◆ INPUT DATA
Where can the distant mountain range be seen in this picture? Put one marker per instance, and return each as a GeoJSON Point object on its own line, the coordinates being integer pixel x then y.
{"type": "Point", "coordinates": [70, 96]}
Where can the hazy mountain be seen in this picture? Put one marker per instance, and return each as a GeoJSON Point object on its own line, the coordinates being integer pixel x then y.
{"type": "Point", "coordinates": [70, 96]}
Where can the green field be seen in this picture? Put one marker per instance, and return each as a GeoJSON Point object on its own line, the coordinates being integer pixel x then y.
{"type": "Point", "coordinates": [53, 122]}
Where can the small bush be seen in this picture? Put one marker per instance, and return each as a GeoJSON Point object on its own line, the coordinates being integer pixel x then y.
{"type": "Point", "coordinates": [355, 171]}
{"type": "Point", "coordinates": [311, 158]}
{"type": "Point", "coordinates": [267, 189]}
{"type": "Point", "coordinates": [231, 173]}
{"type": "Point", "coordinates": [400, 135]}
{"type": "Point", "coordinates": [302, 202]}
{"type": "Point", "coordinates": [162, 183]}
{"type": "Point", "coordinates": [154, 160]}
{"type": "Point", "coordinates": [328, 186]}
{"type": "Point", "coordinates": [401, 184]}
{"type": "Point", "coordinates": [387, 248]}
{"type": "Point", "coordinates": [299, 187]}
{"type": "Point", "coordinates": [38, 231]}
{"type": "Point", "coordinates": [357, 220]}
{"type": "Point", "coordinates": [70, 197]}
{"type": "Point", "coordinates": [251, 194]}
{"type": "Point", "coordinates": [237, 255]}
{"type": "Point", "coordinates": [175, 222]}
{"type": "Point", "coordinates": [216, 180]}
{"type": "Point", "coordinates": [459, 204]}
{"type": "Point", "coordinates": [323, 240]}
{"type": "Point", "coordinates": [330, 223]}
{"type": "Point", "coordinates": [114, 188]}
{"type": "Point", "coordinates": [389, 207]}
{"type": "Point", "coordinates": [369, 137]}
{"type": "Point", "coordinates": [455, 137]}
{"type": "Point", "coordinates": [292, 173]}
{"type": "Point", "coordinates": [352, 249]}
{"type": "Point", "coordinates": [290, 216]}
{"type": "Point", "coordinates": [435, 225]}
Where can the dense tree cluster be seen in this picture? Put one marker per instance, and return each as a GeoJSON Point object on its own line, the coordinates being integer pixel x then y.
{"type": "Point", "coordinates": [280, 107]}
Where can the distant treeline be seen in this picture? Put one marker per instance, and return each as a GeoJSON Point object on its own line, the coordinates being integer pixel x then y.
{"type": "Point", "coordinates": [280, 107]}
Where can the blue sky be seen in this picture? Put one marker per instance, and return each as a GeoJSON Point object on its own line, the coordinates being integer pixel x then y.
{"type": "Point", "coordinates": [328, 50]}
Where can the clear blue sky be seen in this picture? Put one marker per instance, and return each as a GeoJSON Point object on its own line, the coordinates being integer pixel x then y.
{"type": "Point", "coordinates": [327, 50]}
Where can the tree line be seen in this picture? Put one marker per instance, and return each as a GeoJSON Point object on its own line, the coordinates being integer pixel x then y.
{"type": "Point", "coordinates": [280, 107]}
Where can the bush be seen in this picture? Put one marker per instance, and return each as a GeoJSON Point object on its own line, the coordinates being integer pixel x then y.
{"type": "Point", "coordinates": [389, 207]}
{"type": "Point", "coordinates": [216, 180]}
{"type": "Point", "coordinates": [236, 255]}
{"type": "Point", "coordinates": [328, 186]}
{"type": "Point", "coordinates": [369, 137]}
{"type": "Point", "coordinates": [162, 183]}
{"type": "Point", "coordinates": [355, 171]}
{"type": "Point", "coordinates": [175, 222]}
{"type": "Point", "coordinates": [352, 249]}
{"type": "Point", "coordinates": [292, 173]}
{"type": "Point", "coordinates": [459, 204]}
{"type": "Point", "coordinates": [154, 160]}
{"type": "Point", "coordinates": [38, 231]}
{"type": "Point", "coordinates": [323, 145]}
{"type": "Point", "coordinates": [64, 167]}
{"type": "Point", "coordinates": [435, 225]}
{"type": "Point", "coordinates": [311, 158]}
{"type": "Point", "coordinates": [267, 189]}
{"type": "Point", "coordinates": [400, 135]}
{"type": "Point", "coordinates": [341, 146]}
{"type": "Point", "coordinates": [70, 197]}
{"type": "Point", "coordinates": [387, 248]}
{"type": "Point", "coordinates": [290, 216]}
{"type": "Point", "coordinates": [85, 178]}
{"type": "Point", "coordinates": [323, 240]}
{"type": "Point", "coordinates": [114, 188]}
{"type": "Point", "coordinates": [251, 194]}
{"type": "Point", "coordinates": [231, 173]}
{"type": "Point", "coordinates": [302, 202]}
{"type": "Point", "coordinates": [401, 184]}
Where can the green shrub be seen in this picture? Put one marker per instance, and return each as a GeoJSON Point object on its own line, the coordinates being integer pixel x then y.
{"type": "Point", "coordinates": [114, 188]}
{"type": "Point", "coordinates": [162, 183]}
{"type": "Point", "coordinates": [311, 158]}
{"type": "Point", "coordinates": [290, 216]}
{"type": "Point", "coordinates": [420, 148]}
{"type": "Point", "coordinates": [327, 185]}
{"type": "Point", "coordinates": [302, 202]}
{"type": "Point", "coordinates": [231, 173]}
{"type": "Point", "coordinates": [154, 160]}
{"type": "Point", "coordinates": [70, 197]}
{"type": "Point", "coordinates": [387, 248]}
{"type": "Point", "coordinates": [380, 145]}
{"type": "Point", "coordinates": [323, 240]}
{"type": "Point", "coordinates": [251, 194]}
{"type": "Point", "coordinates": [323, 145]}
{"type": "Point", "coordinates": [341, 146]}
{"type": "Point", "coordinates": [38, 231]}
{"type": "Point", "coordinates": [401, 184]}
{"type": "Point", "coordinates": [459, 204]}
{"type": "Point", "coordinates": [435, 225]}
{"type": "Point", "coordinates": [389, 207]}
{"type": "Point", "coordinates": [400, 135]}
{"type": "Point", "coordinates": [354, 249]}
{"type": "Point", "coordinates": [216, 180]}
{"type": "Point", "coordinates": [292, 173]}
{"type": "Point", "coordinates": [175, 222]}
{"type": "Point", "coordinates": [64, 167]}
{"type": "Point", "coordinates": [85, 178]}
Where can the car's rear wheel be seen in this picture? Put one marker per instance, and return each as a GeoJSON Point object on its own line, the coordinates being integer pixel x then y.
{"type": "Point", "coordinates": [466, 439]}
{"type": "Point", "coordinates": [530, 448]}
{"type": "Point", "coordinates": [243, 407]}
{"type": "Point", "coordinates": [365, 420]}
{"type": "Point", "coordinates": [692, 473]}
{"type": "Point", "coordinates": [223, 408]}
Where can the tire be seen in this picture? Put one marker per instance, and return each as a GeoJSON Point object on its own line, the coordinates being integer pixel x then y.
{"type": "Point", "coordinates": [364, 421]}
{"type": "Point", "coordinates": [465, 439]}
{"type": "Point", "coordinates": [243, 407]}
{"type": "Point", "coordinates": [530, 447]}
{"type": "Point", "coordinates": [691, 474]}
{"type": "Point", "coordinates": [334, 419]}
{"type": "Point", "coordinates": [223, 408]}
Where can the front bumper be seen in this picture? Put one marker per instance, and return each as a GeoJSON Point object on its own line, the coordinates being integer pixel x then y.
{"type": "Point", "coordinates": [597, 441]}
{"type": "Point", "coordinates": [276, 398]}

◆ DESCRIPTION OF THE TASK
Copy out the material above in full.

◆ TASK ANSWER
Where can the distant mountain range be seen in this picture? Put one marker per instance, and return each as a GeoJSON Point object on its own line, the coordinates being integer pixel x then y.
{"type": "Point", "coordinates": [70, 96]}
Where can the hazy mountain be seen in this picture? Put one marker per instance, and return each as a GeoJSON Point object on its own line, the coordinates being integer pixel x then y.
{"type": "Point", "coordinates": [70, 96]}
Where can the green field be seen in this picture? Put one marker per instance, and return each as a GeoJSON Point object on its own line, the coordinates being integer pixel x then y.
{"type": "Point", "coordinates": [53, 122]}
Where can the small bush be seen in this picture? Put one marker per instance, and return each as a GeoJSON Point object on its own line, the coordinates being integer pixel x then y.
{"type": "Point", "coordinates": [355, 171]}
{"type": "Point", "coordinates": [311, 158]}
{"type": "Point", "coordinates": [267, 189]}
{"type": "Point", "coordinates": [231, 173]}
{"type": "Point", "coordinates": [400, 135]}
{"type": "Point", "coordinates": [302, 202]}
{"type": "Point", "coordinates": [162, 183]}
{"type": "Point", "coordinates": [154, 160]}
{"type": "Point", "coordinates": [328, 186]}
{"type": "Point", "coordinates": [401, 184]}
{"type": "Point", "coordinates": [387, 248]}
{"type": "Point", "coordinates": [299, 187]}
{"type": "Point", "coordinates": [38, 231]}
{"type": "Point", "coordinates": [357, 220]}
{"type": "Point", "coordinates": [70, 197]}
{"type": "Point", "coordinates": [251, 194]}
{"type": "Point", "coordinates": [237, 255]}
{"type": "Point", "coordinates": [175, 222]}
{"type": "Point", "coordinates": [216, 180]}
{"type": "Point", "coordinates": [459, 204]}
{"type": "Point", "coordinates": [323, 240]}
{"type": "Point", "coordinates": [330, 223]}
{"type": "Point", "coordinates": [114, 188]}
{"type": "Point", "coordinates": [389, 207]}
{"type": "Point", "coordinates": [369, 137]}
{"type": "Point", "coordinates": [455, 137]}
{"type": "Point", "coordinates": [292, 173]}
{"type": "Point", "coordinates": [352, 249]}
{"type": "Point", "coordinates": [290, 216]}
{"type": "Point", "coordinates": [435, 225]}
Where can the dense tree cluster be seen in this picture? Put one marker per instance, and return each as a GeoJSON Point object on its own line, the coordinates being integer pixel x then y.
{"type": "Point", "coordinates": [280, 107]}
Where can the distant treeline be seen in this picture? Put one marker per instance, and return each as a GeoJSON Point object on its own line, the coordinates being integer pixel x then y.
{"type": "Point", "coordinates": [280, 107]}
Where can the blue sky be seen in this picture? Put one marker per instance, and return each as a GeoJSON Point object on its own line, the coordinates being integer pixel x then y.
{"type": "Point", "coordinates": [328, 50]}
Where can the clear blue sky be seen in this picture? Put one marker per instance, and return each as a GeoJSON Point object on its own line, the coordinates being integer pixel x then y.
{"type": "Point", "coordinates": [327, 50]}
Where can the tree line be seen in this picture? Put one marker per instance, and return each as a GeoJSON Point object on its own line, the coordinates being integer pixel x then y.
{"type": "Point", "coordinates": [280, 107]}
Where can the bush be seen in this picture? Put one marker per instance, and return each as a GeoJSON Point object on its own line, the coordinates being integer pixel x then y.
{"type": "Point", "coordinates": [389, 207]}
{"type": "Point", "coordinates": [216, 180]}
{"type": "Point", "coordinates": [236, 255]}
{"type": "Point", "coordinates": [328, 186]}
{"type": "Point", "coordinates": [369, 137]}
{"type": "Point", "coordinates": [162, 183]}
{"type": "Point", "coordinates": [355, 171]}
{"type": "Point", "coordinates": [175, 222]}
{"type": "Point", "coordinates": [352, 249]}
{"type": "Point", "coordinates": [292, 173]}
{"type": "Point", "coordinates": [459, 204]}
{"type": "Point", "coordinates": [154, 160]}
{"type": "Point", "coordinates": [38, 231]}
{"type": "Point", "coordinates": [323, 145]}
{"type": "Point", "coordinates": [64, 167]}
{"type": "Point", "coordinates": [435, 225]}
{"type": "Point", "coordinates": [311, 158]}
{"type": "Point", "coordinates": [267, 189]}
{"type": "Point", "coordinates": [400, 135]}
{"type": "Point", "coordinates": [341, 146]}
{"type": "Point", "coordinates": [70, 197]}
{"type": "Point", "coordinates": [387, 248]}
{"type": "Point", "coordinates": [290, 216]}
{"type": "Point", "coordinates": [85, 178]}
{"type": "Point", "coordinates": [323, 240]}
{"type": "Point", "coordinates": [114, 188]}
{"type": "Point", "coordinates": [251, 194]}
{"type": "Point", "coordinates": [231, 173]}
{"type": "Point", "coordinates": [302, 202]}
{"type": "Point", "coordinates": [401, 184]}
Where can the green shrub be seen in this picture? Put one marker per instance, and return each as a GeoJSON Point object on its own line, the coordinates being integer pixel x then y.
{"type": "Point", "coordinates": [114, 188]}
{"type": "Point", "coordinates": [162, 183]}
{"type": "Point", "coordinates": [311, 158]}
{"type": "Point", "coordinates": [290, 216]}
{"type": "Point", "coordinates": [420, 148]}
{"type": "Point", "coordinates": [327, 185]}
{"type": "Point", "coordinates": [302, 202]}
{"type": "Point", "coordinates": [231, 173]}
{"type": "Point", "coordinates": [154, 160]}
{"type": "Point", "coordinates": [70, 197]}
{"type": "Point", "coordinates": [387, 248]}
{"type": "Point", "coordinates": [380, 145]}
{"type": "Point", "coordinates": [323, 240]}
{"type": "Point", "coordinates": [251, 194]}
{"type": "Point", "coordinates": [323, 145]}
{"type": "Point", "coordinates": [341, 146]}
{"type": "Point", "coordinates": [38, 231]}
{"type": "Point", "coordinates": [401, 184]}
{"type": "Point", "coordinates": [459, 204]}
{"type": "Point", "coordinates": [435, 225]}
{"type": "Point", "coordinates": [389, 207]}
{"type": "Point", "coordinates": [400, 135]}
{"type": "Point", "coordinates": [354, 249]}
{"type": "Point", "coordinates": [216, 180]}
{"type": "Point", "coordinates": [292, 173]}
{"type": "Point", "coordinates": [175, 222]}
{"type": "Point", "coordinates": [64, 167]}
{"type": "Point", "coordinates": [85, 178]}
Where can the car's rear wheel be seen in this picture? Put one marker per instance, and return each as a GeoJSON Point object on its own line, the coordinates being integer pixel x then y.
{"type": "Point", "coordinates": [466, 439]}
{"type": "Point", "coordinates": [530, 448]}
{"type": "Point", "coordinates": [243, 407]}
{"type": "Point", "coordinates": [365, 420]}
{"type": "Point", "coordinates": [692, 473]}
{"type": "Point", "coordinates": [223, 408]}
Where can the tire be seen in this picture? Put one marker per instance, and return each as a GeoJSON Point object on its own line, the coordinates being integer pixel x then y.
{"type": "Point", "coordinates": [364, 421]}
{"type": "Point", "coordinates": [465, 439]}
{"type": "Point", "coordinates": [243, 407]}
{"type": "Point", "coordinates": [530, 447]}
{"type": "Point", "coordinates": [691, 474]}
{"type": "Point", "coordinates": [334, 419]}
{"type": "Point", "coordinates": [223, 408]}
Where can the front bumper be seen in this picture? Put one marker per instance, and return each as a GeoJSON Point object on its own line, the coordinates being integer pixel x then y.
{"type": "Point", "coordinates": [597, 441]}
{"type": "Point", "coordinates": [276, 398]}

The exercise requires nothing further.